>> START STORED DATA

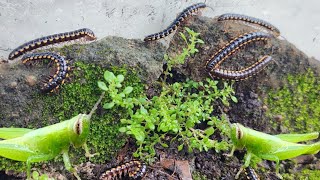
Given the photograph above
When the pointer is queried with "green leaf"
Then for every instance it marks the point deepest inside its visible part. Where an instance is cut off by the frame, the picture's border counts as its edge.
(210, 123)
(120, 78)
(102, 86)
(139, 135)
(109, 76)
(164, 145)
(118, 85)
(35, 175)
(183, 37)
(128, 90)
(108, 105)
(123, 129)
(180, 147)
(209, 131)
(234, 99)
(150, 126)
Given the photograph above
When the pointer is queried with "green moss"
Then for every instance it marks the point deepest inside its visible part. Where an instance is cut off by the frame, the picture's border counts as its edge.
(78, 96)
(198, 176)
(297, 102)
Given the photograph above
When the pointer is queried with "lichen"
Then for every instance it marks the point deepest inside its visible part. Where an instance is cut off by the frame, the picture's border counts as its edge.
(78, 96)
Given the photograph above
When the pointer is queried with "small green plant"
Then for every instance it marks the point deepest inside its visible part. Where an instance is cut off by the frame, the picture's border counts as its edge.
(175, 113)
(37, 176)
(297, 103)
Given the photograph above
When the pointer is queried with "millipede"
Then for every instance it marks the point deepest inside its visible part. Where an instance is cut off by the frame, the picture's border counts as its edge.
(133, 169)
(251, 174)
(249, 19)
(244, 73)
(177, 22)
(52, 82)
(83, 33)
(233, 46)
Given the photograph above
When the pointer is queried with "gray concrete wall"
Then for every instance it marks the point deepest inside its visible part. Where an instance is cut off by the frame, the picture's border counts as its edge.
(24, 20)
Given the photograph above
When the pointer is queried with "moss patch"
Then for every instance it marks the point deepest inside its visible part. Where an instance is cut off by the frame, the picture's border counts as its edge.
(78, 96)
(297, 102)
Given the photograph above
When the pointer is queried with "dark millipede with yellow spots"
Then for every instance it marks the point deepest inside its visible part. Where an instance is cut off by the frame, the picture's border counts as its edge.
(249, 19)
(133, 169)
(233, 46)
(83, 33)
(176, 23)
(244, 73)
(54, 81)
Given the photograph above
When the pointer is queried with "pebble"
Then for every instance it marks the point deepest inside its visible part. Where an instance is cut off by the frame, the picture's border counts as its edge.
(278, 118)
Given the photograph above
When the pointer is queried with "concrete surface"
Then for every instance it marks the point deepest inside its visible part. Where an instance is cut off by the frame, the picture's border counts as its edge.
(24, 20)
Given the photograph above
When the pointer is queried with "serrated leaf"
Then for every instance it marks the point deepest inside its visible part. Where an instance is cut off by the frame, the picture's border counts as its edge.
(109, 76)
(123, 129)
(102, 86)
(210, 123)
(180, 147)
(234, 99)
(108, 105)
(164, 145)
(118, 85)
(209, 131)
(128, 90)
(120, 78)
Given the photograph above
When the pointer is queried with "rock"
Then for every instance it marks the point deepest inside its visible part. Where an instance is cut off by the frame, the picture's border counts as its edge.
(13, 85)
(146, 59)
(250, 92)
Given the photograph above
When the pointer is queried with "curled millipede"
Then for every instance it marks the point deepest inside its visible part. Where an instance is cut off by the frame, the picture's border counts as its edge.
(234, 46)
(54, 81)
(251, 174)
(249, 19)
(176, 23)
(133, 169)
(83, 33)
(244, 73)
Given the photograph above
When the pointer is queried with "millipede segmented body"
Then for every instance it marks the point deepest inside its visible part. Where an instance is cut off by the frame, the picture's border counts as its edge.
(244, 73)
(176, 23)
(133, 169)
(83, 33)
(249, 19)
(52, 82)
(234, 46)
(251, 174)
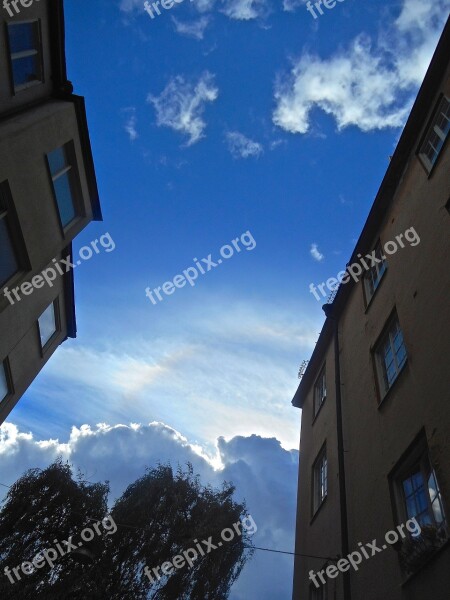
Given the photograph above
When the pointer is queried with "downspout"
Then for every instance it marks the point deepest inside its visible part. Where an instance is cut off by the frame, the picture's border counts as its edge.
(345, 550)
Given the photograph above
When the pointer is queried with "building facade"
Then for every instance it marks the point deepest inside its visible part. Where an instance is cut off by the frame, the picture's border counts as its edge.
(374, 476)
(48, 192)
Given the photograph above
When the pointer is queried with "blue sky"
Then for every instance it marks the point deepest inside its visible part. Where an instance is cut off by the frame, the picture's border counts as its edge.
(211, 120)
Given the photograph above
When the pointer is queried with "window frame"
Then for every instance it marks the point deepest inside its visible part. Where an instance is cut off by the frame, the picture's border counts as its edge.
(50, 342)
(370, 288)
(321, 379)
(8, 378)
(70, 167)
(381, 376)
(319, 593)
(8, 212)
(417, 457)
(16, 89)
(317, 497)
(432, 127)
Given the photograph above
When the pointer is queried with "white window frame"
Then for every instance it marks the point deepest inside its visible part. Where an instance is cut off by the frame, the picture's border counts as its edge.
(33, 52)
(45, 344)
(374, 275)
(320, 391)
(320, 480)
(388, 339)
(318, 593)
(417, 460)
(71, 170)
(442, 114)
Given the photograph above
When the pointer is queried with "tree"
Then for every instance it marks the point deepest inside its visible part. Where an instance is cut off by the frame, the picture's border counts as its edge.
(42, 508)
(161, 516)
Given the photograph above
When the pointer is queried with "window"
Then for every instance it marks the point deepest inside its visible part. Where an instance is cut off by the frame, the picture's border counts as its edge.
(320, 391)
(26, 54)
(318, 593)
(48, 324)
(9, 264)
(422, 496)
(61, 164)
(4, 386)
(436, 135)
(373, 276)
(390, 355)
(418, 496)
(320, 479)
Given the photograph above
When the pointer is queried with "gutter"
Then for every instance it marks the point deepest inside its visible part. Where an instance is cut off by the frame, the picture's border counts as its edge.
(345, 548)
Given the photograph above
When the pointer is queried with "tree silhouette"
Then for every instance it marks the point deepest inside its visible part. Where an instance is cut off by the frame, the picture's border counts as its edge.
(160, 516)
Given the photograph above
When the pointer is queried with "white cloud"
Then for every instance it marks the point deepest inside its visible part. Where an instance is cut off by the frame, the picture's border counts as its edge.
(242, 10)
(181, 104)
(292, 5)
(265, 476)
(245, 10)
(314, 251)
(229, 359)
(370, 84)
(130, 124)
(241, 146)
(130, 5)
(194, 29)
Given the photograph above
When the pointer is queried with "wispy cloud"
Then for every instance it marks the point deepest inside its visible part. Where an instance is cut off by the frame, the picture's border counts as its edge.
(217, 363)
(370, 84)
(314, 251)
(194, 29)
(130, 123)
(181, 104)
(241, 146)
(270, 494)
(245, 10)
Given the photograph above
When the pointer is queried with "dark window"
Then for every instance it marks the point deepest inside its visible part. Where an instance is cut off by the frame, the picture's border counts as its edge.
(26, 54)
(4, 385)
(9, 263)
(320, 479)
(320, 391)
(373, 276)
(436, 135)
(61, 163)
(390, 355)
(418, 496)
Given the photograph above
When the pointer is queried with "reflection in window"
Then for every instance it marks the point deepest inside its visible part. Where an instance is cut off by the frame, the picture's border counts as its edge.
(47, 324)
(25, 48)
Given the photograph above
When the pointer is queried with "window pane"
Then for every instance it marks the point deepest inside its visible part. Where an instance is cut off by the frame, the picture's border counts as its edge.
(57, 160)
(23, 36)
(8, 261)
(26, 69)
(437, 511)
(47, 324)
(64, 198)
(4, 390)
(432, 487)
(407, 487)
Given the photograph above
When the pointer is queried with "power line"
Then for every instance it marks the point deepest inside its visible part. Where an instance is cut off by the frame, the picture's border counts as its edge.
(246, 546)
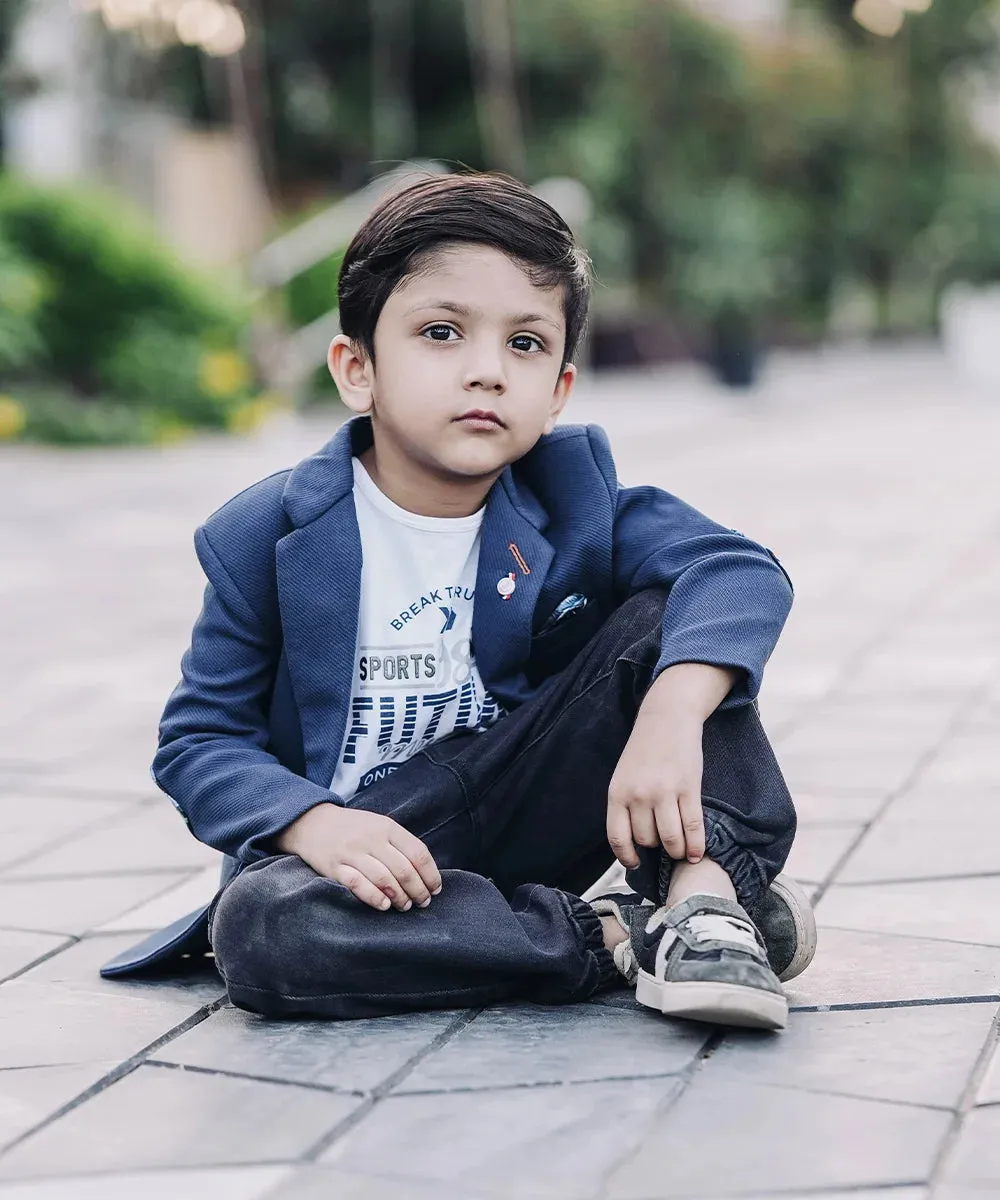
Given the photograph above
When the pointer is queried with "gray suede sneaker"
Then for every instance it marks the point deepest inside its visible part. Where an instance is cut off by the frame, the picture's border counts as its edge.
(705, 960)
(788, 925)
(632, 912)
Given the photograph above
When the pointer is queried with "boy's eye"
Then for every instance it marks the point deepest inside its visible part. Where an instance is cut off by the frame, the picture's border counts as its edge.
(439, 333)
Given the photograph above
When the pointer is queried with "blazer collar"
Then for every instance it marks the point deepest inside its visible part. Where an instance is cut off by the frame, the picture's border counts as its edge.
(323, 479)
(319, 569)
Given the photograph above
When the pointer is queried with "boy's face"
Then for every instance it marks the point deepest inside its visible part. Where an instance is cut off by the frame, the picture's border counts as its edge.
(468, 335)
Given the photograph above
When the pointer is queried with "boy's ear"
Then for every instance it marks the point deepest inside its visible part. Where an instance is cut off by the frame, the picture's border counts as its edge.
(561, 395)
(353, 373)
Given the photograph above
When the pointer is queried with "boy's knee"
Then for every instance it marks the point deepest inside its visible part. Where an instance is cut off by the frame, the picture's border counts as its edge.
(258, 933)
(644, 610)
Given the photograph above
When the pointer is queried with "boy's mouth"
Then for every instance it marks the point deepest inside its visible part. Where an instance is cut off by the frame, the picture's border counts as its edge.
(481, 418)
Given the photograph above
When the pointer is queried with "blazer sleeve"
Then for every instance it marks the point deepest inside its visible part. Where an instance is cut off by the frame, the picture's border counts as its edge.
(728, 597)
(213, 760)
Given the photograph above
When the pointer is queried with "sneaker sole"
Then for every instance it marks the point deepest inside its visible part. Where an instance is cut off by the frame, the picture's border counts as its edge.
(788, 891)
(717, 1003)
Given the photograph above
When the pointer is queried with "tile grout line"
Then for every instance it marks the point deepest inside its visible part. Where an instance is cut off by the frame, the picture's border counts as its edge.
(361, 1093)
(862, 1189)
(67, 839)
(922, 762)
(71, 940)
(684, 1079)
(869, 1005)
(461, 1021)
(910, 937)
(125, 873)
(965, 1107)
(275, 1080)
(114, 1075)
(918, 879)
(857, 657)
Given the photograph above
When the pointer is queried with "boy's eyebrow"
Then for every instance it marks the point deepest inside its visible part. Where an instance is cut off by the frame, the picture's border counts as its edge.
(522, 318)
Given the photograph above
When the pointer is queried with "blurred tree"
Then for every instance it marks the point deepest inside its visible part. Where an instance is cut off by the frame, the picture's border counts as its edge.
(905, 132)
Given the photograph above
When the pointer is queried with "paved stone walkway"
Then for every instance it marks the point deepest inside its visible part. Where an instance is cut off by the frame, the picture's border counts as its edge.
(875, 479)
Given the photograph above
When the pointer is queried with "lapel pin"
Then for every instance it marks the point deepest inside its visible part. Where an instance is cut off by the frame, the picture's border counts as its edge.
(519, 558)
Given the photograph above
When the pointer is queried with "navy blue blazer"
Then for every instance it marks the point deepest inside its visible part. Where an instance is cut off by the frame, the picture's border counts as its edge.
(251, 736)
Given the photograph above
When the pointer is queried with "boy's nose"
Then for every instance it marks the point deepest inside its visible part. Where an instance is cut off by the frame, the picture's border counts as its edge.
(485, 373)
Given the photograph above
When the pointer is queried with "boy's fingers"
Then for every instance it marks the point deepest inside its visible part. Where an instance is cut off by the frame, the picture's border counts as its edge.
(419, 856)
(644, 826)
(406, 873)
(385, 881)
(669, 828)
(620, 835)
(693, 820)
(366, 892)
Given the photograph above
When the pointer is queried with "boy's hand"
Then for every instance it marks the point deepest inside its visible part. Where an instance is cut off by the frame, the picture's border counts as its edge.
(654, 797)
(382, 863)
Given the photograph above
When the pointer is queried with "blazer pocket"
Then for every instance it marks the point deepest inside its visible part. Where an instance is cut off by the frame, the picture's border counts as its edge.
(561, 639)
(566, 611)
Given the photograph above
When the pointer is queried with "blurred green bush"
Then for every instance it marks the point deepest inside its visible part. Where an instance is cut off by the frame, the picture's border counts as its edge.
(105, 337)
(307, 297)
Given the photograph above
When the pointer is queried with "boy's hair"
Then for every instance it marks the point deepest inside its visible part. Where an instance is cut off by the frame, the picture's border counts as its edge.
(480, 209)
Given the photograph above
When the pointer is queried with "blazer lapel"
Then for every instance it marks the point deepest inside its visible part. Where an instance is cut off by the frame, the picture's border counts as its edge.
(510, 543)
(318, 587)
(318, 583)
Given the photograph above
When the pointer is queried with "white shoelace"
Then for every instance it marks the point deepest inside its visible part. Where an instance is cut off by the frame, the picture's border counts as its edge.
(716, 927)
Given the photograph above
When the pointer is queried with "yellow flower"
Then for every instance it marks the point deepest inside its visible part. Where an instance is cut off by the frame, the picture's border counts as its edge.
(12, 418)
(168, 431)
(223, 373)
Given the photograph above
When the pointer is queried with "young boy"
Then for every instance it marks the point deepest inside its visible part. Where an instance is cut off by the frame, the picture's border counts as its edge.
(448, 670)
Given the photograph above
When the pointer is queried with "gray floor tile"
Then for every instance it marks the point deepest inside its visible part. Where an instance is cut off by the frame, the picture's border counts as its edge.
(157, 1117)
(151, 837)
(219, 1183)
(873, 772)
(34, 821)
(900, 849)
(45, 1025)
(17, 949)
(30, 1095)
(347, 1055)
(818, 850)
(723, 1140)
(190, 983)
(166, 909)
(922, 1055)
(328, 1183)
(852, 969)
(832, 809)
(989, 1089)
(975, 1158)
(966, 805)
(77, 905)
(952, 910)
(532, 1044)
(551, 1141)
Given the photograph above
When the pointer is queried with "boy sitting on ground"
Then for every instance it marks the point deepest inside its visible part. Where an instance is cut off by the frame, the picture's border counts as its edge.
(448, 670)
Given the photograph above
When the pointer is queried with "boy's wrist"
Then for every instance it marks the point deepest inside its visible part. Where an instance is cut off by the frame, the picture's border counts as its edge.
(289, 839)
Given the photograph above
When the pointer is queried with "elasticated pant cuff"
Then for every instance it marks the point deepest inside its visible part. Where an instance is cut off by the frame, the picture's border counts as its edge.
(604, 973)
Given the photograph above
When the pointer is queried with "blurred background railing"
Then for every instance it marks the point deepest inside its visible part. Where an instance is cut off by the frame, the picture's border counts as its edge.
(181, 177)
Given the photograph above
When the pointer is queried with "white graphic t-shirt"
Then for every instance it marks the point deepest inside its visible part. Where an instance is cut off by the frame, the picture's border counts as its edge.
(414, 675)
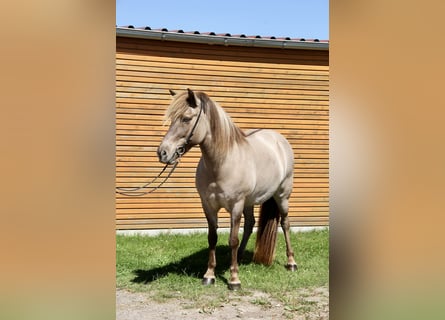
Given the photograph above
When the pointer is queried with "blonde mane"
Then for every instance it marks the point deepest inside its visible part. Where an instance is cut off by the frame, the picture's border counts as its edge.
(225, 133)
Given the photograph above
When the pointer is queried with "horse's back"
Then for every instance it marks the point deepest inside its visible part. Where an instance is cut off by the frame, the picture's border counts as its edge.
(274, 159)
(271, 145)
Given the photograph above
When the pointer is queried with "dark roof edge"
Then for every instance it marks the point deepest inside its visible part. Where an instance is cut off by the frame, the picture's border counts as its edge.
(220, 40)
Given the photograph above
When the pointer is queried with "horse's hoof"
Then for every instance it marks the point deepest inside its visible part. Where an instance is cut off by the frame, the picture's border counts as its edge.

>> END STORED DATA

> **REQUIREMENTS**: Pick out every line in the entries above that contains the word "window", and copy each such line in full. Matching is case-sensitive.

> **RESULT**:
When the pointer is queried with "window frame"
When the pointer is queried with "white window frame"
When the pointer is queried with "window"
When the pointer is queried with "dark window"
When the pointer is queried with "reflection in window"
When the pointer is queried with "window pane"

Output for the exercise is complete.